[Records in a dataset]
################

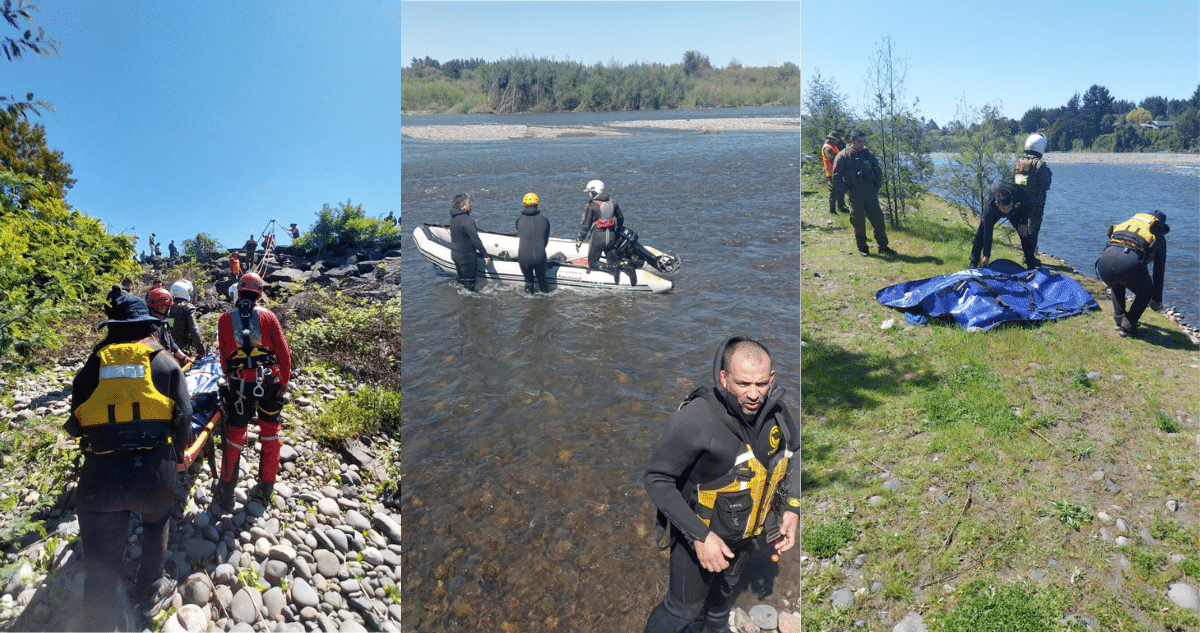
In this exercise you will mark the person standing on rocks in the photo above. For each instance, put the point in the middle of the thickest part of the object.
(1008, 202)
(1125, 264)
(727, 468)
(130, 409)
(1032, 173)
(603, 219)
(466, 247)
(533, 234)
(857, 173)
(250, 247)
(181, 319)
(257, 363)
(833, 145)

################

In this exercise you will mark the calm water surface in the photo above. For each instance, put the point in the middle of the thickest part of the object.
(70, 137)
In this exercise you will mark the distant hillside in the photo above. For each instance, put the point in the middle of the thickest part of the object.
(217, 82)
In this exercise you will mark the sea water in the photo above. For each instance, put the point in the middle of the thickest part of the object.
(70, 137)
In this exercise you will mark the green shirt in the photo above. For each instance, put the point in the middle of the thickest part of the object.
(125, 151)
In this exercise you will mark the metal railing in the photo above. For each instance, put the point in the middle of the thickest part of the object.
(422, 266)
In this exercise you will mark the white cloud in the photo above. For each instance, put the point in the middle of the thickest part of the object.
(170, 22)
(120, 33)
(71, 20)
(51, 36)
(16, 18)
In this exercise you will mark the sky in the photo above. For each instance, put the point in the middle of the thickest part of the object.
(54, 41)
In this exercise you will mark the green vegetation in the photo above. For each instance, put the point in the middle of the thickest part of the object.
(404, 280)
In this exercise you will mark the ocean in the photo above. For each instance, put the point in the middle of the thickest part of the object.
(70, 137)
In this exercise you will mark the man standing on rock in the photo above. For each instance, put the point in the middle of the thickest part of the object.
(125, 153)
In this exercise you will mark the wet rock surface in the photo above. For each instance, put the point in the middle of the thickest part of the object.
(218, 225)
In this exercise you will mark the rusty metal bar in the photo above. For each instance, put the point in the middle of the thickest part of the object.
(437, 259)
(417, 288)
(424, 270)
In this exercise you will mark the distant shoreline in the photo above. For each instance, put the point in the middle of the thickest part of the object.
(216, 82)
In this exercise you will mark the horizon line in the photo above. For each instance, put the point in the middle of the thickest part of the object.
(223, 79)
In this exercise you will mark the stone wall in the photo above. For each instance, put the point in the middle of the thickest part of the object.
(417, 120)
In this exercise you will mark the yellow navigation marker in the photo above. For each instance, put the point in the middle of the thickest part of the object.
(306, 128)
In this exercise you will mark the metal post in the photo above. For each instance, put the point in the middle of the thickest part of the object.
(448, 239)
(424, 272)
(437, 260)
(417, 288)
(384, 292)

################

Task goal: Pull out each line of the entries above that contains the word "distant".

Response:
In this exercise you will mark the distant hillside in the photo above. For each instance, put the point in the middle of the thickest part of the object.
In this exercise you will mark the distant shoreline in the photo above. For each instance, put the point in the middle of the thickest part of the object.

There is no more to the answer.